↓↓↓

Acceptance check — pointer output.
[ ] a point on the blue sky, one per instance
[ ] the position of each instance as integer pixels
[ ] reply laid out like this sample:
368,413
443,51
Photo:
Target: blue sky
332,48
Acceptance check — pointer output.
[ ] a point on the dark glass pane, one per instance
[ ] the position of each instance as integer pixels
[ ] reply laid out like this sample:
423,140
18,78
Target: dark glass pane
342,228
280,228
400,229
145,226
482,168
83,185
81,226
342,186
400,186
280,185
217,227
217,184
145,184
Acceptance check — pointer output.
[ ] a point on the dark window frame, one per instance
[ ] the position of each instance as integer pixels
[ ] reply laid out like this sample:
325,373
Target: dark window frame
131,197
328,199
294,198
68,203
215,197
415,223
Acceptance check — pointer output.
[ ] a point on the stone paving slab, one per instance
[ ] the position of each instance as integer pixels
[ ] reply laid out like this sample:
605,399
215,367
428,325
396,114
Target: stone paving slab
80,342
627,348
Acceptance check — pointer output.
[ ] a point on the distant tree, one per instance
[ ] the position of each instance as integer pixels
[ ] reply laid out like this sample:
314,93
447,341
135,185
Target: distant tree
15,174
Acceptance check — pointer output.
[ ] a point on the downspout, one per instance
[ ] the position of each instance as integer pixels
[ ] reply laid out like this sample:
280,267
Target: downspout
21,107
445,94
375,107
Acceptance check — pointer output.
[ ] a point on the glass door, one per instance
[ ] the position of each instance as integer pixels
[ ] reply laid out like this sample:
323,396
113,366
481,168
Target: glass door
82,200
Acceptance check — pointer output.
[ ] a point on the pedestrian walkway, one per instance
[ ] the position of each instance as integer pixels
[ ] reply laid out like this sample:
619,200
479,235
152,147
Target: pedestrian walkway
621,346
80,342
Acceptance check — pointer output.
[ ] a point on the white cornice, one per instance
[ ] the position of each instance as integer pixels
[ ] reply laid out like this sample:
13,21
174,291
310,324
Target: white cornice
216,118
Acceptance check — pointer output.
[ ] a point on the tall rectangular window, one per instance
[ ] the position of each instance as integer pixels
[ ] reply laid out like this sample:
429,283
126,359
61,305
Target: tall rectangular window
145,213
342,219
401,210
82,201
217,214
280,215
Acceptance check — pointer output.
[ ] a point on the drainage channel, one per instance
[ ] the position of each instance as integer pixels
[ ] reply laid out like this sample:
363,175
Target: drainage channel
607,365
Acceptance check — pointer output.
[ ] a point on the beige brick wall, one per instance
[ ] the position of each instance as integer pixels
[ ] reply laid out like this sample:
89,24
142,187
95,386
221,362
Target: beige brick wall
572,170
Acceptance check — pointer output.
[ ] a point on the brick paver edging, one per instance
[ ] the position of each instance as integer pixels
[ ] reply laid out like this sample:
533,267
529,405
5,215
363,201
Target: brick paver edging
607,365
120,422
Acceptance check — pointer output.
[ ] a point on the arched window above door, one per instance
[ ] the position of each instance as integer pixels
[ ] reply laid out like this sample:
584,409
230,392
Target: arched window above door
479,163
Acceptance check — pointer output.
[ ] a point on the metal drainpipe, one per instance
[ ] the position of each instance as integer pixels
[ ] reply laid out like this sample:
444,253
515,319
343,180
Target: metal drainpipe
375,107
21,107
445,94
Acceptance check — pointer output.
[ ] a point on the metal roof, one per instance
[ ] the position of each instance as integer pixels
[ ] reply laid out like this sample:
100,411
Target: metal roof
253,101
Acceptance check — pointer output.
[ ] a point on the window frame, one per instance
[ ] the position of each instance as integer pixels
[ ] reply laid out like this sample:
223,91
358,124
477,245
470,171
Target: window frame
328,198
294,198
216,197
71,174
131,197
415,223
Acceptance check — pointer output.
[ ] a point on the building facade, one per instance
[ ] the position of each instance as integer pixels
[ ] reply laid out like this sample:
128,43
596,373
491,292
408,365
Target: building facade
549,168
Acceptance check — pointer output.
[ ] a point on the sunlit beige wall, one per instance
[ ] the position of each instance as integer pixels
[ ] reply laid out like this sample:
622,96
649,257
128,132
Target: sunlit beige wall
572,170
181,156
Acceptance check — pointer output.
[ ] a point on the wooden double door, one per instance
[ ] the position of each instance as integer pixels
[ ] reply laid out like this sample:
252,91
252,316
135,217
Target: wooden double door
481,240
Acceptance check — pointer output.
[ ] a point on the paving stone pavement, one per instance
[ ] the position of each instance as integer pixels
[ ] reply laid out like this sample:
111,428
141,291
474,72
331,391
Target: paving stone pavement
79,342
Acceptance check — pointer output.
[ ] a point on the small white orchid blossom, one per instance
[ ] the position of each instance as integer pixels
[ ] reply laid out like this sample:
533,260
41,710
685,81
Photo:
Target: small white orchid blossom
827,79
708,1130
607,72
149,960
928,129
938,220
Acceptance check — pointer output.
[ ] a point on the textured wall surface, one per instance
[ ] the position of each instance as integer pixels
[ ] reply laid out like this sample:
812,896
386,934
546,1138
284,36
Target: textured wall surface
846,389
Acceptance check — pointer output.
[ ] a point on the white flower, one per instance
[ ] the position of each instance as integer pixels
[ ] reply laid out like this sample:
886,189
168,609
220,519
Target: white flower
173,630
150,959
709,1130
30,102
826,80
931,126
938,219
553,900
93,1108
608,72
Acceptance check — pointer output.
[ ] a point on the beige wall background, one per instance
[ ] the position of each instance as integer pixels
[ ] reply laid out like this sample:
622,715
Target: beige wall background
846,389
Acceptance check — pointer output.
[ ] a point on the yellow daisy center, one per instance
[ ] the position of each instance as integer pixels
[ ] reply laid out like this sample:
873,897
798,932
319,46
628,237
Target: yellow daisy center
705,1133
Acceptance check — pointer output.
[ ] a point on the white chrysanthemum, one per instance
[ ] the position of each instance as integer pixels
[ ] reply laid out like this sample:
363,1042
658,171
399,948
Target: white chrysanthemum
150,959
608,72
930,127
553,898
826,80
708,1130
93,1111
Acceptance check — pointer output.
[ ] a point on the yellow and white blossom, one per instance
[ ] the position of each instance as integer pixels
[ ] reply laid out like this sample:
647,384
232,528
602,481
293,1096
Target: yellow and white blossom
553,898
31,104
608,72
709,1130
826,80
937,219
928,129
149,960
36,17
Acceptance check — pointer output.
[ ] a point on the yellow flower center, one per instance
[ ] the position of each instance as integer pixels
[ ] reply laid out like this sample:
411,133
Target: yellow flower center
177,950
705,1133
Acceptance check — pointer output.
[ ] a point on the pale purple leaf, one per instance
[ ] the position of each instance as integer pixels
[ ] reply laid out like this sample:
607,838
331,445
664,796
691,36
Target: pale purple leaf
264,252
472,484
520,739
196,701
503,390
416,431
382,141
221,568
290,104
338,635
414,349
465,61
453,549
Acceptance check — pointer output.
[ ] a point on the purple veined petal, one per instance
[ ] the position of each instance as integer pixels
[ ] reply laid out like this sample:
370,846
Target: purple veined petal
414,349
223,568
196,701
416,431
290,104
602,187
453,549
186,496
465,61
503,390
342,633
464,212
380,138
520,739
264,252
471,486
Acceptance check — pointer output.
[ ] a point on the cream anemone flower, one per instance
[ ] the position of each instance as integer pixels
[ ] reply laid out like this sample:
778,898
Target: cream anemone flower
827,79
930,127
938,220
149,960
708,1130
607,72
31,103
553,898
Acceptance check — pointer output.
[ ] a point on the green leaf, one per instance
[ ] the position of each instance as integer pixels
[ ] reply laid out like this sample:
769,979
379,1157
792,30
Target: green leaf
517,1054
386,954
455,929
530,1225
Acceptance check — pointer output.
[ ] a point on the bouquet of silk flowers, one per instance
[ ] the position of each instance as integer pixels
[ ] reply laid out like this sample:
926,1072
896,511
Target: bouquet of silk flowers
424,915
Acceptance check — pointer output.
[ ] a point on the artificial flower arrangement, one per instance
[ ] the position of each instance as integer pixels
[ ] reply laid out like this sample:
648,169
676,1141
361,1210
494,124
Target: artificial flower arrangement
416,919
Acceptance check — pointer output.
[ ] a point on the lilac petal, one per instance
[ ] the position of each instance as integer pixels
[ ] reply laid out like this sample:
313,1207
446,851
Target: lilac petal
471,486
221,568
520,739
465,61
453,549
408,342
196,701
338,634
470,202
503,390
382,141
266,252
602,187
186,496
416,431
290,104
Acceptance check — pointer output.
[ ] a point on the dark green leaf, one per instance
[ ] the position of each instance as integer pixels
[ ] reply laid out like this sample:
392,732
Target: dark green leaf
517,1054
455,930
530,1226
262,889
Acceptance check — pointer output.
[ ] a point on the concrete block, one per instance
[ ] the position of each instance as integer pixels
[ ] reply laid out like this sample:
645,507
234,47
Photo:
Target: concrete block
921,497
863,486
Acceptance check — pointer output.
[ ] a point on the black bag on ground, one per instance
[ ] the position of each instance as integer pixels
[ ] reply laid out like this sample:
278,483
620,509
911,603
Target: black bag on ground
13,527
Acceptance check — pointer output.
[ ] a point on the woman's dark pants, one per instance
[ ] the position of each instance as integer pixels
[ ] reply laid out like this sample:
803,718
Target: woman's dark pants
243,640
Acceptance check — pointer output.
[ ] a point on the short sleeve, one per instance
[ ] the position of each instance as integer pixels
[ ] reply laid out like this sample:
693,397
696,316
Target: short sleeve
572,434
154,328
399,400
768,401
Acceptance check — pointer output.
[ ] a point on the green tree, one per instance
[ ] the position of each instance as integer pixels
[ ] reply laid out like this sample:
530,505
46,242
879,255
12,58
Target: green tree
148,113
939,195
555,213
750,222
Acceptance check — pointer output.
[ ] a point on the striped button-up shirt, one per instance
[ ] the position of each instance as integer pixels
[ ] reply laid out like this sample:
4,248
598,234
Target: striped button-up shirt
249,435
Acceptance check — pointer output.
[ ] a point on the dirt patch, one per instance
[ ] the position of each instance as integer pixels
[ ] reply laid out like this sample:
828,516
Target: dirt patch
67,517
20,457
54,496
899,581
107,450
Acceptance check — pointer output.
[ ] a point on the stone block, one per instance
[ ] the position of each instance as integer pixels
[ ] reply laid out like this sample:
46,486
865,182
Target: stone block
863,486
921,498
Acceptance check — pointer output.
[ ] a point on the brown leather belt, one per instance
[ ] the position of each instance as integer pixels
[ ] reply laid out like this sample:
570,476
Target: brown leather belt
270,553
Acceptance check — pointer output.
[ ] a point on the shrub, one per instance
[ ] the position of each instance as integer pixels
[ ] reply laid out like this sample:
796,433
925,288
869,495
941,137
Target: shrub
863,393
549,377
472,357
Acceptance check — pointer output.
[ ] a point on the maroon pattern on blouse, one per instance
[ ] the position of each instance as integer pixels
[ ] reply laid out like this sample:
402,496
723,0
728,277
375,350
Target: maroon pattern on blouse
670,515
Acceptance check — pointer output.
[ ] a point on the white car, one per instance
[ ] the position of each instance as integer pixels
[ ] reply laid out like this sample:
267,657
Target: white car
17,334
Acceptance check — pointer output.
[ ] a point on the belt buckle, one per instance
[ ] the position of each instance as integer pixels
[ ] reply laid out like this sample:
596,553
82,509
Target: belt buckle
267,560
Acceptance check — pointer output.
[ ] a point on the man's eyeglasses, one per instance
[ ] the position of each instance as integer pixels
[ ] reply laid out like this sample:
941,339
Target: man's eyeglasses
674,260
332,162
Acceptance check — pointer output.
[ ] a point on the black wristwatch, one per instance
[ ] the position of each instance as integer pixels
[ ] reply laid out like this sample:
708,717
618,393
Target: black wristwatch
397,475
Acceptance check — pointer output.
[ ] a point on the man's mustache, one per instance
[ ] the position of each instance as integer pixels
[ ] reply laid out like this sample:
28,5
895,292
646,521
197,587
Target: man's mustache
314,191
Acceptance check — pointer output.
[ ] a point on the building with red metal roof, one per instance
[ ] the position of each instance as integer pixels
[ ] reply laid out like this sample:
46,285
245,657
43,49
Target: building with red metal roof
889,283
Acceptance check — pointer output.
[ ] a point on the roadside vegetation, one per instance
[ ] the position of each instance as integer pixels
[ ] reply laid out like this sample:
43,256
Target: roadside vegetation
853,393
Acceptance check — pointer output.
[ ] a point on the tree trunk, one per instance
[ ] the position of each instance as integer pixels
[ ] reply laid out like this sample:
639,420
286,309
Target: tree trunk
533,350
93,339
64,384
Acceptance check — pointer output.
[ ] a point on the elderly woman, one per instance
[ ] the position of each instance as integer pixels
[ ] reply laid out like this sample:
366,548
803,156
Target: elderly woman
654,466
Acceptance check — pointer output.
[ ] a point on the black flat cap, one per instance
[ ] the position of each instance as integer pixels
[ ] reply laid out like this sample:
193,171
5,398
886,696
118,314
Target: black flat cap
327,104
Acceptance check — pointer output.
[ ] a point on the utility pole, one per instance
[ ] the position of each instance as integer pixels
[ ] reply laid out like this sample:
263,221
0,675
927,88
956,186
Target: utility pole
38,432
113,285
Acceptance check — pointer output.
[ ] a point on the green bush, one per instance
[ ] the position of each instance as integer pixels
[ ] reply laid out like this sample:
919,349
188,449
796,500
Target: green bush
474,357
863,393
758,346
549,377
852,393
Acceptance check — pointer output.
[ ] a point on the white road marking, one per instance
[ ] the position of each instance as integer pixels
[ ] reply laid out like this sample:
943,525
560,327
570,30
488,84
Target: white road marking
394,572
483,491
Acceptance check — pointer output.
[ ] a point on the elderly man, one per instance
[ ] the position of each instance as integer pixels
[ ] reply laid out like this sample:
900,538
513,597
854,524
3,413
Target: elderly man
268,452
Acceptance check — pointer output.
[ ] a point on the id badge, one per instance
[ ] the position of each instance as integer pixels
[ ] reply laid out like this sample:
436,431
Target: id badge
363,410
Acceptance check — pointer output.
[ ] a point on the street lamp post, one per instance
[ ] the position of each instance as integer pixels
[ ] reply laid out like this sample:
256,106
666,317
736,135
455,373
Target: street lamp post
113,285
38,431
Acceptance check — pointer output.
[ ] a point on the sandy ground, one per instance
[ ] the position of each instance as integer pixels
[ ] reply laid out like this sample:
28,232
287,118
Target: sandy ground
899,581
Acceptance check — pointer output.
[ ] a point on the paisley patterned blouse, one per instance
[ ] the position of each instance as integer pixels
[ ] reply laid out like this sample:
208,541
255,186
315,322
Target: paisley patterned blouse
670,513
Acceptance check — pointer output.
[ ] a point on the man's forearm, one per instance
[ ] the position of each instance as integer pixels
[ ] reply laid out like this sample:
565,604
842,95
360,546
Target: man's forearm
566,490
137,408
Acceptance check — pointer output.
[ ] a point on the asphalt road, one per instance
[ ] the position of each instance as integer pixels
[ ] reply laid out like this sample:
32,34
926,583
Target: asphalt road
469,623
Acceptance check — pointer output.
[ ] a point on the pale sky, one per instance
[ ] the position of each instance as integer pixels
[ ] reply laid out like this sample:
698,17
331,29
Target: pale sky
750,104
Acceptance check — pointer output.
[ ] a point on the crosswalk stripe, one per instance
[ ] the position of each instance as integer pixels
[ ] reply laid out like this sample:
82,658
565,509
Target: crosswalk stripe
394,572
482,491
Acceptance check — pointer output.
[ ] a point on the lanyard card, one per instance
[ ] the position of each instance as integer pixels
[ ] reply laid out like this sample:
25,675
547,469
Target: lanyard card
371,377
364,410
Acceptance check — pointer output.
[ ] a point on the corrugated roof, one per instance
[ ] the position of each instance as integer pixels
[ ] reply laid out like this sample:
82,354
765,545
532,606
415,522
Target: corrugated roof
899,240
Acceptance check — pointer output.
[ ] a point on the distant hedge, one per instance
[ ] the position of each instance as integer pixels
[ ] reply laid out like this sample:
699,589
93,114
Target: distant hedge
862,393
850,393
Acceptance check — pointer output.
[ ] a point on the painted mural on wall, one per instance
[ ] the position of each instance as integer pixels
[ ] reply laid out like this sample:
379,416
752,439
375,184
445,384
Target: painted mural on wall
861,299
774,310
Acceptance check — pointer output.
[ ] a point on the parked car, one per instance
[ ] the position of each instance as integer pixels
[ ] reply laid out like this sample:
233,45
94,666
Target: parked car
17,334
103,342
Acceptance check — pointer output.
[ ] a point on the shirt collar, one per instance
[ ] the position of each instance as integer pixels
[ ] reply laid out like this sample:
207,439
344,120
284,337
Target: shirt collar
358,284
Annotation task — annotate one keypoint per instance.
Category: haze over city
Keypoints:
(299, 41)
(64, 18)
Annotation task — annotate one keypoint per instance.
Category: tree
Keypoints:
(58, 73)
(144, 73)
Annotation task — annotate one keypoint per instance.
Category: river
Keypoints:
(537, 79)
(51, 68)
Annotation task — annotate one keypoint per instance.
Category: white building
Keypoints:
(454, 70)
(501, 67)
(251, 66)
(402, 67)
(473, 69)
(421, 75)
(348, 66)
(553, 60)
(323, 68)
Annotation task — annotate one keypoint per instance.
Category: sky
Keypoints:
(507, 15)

↑↑↑

## TASK DIRECTIONS:
Using the material above, gather every line that includes "Category".

## TASK OUTPUT:
Category: haze over city
Category: tree
Category: river
Category: white building
Category: sky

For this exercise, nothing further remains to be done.